Exercise task:
Starting at the line that contains "burner grate in" and ending at the line that contains "181), (217, 231)]", rewrite that stretch of the listing with "chicken" renamed to "turkey" everywhere, leaving everything else unchanged.

------------------------------

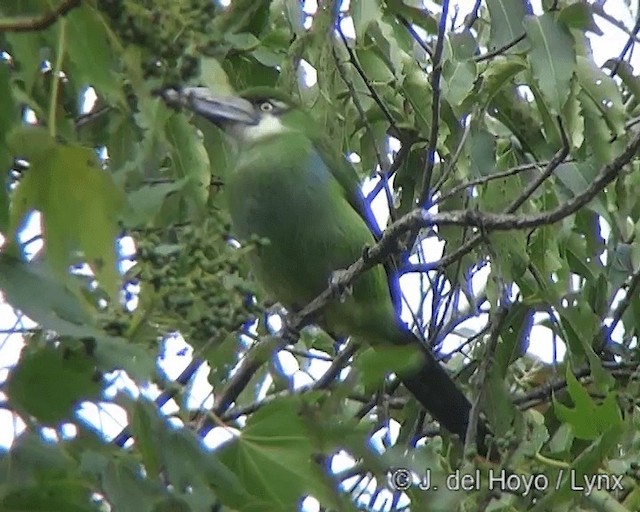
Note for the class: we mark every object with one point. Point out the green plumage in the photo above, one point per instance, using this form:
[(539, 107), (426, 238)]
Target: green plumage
[(281, 189), (288, 184)]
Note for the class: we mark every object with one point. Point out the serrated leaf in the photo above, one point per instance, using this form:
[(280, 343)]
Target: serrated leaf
[(90, 54), (577, 177), (603, 92), (579, 16), (363, 13), (79, 202), (499, 72), (552, 58), (33, 289), (587, 418), (68, 377), (273, 458), (190, 160), (375, 364)]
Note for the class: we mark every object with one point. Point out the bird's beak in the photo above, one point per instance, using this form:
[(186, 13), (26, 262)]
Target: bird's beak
[(213, 107)]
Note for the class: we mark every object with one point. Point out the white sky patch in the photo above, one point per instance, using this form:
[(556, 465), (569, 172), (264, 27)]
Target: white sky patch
[(110, 418)]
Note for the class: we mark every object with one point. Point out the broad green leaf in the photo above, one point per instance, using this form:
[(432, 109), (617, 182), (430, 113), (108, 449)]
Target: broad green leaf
[(417, 91), (572, 118), (499, 72), (363, 13), (420, 17), (213, 76), (190, 160), (90, 54), (579, 16), (552, 58), (273, 458), (48, 383), (604, 93), (79, 202), (146, 202), (597, 135), (506, 23), (576, 178), (377, 363), (588, 418), (119, 354), (482, 152), (33, 289)]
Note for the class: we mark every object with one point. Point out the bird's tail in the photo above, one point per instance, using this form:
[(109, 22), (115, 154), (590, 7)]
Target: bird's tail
[(432, 386)]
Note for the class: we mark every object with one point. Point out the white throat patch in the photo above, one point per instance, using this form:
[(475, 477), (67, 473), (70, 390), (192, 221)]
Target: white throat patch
[(268, 125)]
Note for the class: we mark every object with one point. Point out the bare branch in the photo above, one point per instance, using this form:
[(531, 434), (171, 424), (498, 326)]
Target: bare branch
[(32, 24)]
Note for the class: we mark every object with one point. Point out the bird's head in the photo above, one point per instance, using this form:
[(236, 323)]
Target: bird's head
[(254, 114)]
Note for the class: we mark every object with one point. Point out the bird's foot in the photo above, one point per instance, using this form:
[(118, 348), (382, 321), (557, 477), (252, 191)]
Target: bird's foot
[(338, 289)]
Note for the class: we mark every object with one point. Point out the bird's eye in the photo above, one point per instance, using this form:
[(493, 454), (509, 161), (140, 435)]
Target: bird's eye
[(265, 106)]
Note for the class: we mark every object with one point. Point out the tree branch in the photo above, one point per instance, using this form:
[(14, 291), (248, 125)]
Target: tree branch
[(32, 24)]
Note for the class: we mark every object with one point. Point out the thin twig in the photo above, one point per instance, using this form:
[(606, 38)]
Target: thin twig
[(436, 73), (33, 24), (499, 51)]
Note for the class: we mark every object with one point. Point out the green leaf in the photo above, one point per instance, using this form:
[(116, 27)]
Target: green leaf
[(417, 91), (597, 135), (587, 418), (273, 458), (576, 178), (579, 16), (506, 23), (499, 72), (363, 13), (68, 377), (146, 202), (604, 93), (552, 58), (482, 152), (79, 202), (33, 289), (374, 364), (117, 353), (190, 160), (90, 54)]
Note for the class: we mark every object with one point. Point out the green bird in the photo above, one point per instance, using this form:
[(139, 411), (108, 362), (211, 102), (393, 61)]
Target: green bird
[(288, 184)]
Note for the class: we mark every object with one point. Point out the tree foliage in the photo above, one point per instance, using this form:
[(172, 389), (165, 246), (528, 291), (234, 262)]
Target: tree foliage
[(506, 155)]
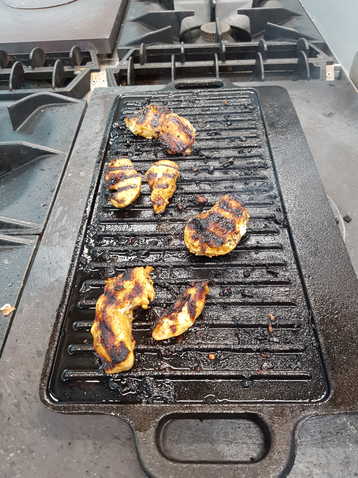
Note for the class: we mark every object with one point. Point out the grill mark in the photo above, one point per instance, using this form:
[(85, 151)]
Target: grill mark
[(198, 227), (227, 206), (116, 178), (114, 168), (162, 186), (124, 188), (168, 175), (165, 165), (202, 227), (117, 353), (136, 291)]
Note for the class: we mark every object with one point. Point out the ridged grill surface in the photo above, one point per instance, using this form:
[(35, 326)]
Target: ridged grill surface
[(255, 358)]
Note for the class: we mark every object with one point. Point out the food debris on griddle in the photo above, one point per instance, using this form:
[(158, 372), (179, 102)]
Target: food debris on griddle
[(162, 178), (176, 133), (7, 309), (123, 181), (201, 199), (113, 341), (217, 231), (183, 314)]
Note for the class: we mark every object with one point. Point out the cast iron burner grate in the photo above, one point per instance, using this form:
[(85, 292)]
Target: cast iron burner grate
[(259, 278)]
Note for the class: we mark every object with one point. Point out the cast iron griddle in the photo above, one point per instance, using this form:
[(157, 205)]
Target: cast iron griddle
[(249, 143)]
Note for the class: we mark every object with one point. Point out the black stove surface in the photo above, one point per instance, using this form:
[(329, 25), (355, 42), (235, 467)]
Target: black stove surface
[(202, 21), (57, 25)]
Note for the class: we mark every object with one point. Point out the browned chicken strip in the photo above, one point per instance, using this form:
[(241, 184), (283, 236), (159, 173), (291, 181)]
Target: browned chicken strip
[(123, 181), (217, 231), (183, 314), (162, 178), (113, 341), (176, 133)]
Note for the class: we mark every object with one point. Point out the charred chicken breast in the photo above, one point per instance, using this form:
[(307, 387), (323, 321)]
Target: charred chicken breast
[(113, 341), (176, 133), (123, 181), (217, 231), (162, 178), (183, 314)]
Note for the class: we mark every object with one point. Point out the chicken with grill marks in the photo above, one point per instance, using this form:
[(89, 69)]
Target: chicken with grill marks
[(183, 314), (176, 133), (113, 341), (162, 178), (123, 181), (217, 231)]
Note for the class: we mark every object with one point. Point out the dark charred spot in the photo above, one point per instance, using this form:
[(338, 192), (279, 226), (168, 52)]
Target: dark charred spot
[(136, 291), (201, 199), (231, 206), (202, 227), (125, 188), (118, 353), (128, 275), (107, 336), (162, 186), (192, 307), (168, 175), (169, 166), (158, 201)]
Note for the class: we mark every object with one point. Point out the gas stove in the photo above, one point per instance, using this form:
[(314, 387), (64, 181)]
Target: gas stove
[(167, 46)]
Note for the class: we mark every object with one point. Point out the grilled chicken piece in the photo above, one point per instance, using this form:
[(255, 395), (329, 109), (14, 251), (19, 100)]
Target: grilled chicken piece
[(176, 133), (124, 181), (112, 328), (147, 122), (183, 314), (162, 178), (217, 231)]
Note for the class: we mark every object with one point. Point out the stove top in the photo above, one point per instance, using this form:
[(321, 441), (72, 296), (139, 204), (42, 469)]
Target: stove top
[(202, 21), (57, 25)]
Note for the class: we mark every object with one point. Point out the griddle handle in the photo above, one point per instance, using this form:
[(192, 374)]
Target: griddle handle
[(278, 428)]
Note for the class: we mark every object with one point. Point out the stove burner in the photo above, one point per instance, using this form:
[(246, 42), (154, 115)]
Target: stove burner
[(209, 31), (36, 4)]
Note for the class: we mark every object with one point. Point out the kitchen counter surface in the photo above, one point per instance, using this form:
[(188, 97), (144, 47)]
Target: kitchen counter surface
[(38, 442)]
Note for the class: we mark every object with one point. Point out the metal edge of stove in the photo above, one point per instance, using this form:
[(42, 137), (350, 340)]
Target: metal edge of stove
[(333, 300), (22, 146)]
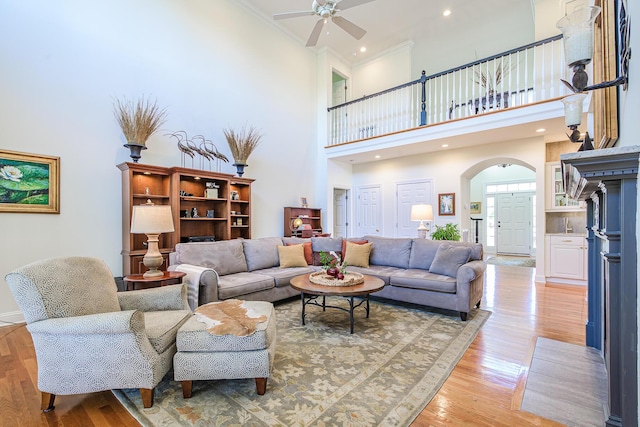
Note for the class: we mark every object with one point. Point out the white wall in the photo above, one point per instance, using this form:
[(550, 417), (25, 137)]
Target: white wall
[(63, 63), (390, 69), (450, 171)]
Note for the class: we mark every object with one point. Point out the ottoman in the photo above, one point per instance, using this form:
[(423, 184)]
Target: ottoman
[(204, 356)]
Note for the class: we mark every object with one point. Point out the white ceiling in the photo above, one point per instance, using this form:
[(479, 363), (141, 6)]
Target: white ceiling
[(475, 29), (391, 22)]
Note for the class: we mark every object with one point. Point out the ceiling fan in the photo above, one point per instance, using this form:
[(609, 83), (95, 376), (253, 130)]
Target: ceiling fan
[(326, 9)]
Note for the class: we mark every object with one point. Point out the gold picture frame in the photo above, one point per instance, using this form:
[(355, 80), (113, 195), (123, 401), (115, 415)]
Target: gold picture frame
[(605, 63), (29, 183), (446, 204)]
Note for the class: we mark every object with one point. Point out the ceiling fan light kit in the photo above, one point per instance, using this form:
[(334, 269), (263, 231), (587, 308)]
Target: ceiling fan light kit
[(326, 9)]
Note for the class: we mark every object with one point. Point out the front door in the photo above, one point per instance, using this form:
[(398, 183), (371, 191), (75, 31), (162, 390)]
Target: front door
[(340, 212), (513, 220), (369, 211)]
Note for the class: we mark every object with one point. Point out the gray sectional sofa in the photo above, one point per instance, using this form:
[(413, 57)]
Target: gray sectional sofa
[(442, 274)]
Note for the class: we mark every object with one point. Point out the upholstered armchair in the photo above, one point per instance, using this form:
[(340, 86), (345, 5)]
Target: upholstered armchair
[(87, 336)]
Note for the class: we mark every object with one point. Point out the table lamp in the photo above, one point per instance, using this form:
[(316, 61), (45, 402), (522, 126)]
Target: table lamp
[(152, 220), (422, 213)]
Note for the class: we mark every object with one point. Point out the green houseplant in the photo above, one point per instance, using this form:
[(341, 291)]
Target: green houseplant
[(448, 232)]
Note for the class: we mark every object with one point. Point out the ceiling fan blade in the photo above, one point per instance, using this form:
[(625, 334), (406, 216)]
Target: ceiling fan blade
[(349, 27), (315, 33), (287, 15), (346, 4)]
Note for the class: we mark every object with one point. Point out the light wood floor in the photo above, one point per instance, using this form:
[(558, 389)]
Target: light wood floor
[(485, 388)]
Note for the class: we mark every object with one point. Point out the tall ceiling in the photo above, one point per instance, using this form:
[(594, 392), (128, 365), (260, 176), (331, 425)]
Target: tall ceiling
[(471, 25)]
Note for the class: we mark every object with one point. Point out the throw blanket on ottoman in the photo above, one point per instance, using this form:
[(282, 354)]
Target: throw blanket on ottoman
[(229, 317)]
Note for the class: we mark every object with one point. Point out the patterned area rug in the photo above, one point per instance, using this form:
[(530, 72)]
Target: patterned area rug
[(512, 261), (384, 374)]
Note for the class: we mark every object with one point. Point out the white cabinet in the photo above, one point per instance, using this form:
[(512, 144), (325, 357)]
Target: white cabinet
[(557, 200), (566, 259)]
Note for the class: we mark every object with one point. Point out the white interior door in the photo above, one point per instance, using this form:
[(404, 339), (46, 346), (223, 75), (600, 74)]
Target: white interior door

------------------------------

Solution for this problem:
Note for the class: we mark every object with one point. Point out the cast iron burner grate in the photo above, one point per instance, using this form:
[(85, 292)]
Target: cast iron burner grate
[(259, 278)]
Note for the class: we mark every object with one point. Point out the cast iron griddle in the photo above, one point per instance, using this form:
[(157, 205)]
Target: cast iron griddle
[(249, 143)]
Note for the class: we mark every object with one point. Point out the black stove surface in the photo above, one point per instance, using this form:
[(329, 25), (355, 42), (235, 467)]
Target: black stove surface
[(202, 21), (57, 25)]
Note for the class: we mark every object with one point. Point out the browned turkey strip in the photo above, one point per instance, using this form:
[(241, 184), (283, 236), (159, 173), (291, 181)]
Target: browned turkey strip
[(123, 181), (217, 231), (183, 314), (162, 178), (113, 341), (176, 133)]
Note for the class: we mark every object with one point. Point out the charred turkey breast in the photo above, one point per instance, using this form:
[(307, 387), (323, 321)]
Target: charred turkey breast
[(113, 341), (176, 133), (123, 181), (217, 231), (162, 178), (183, 314)]
Note for the class: we mark every object with one point. Point out the turkey with grill marks in the photo above, one point per instance, using this form:
[(89, 69)]
Target: turkey with grill marks
[(183, 314), (176, 133), (113, 341), (162, 178), (123, 181), (217, 231)]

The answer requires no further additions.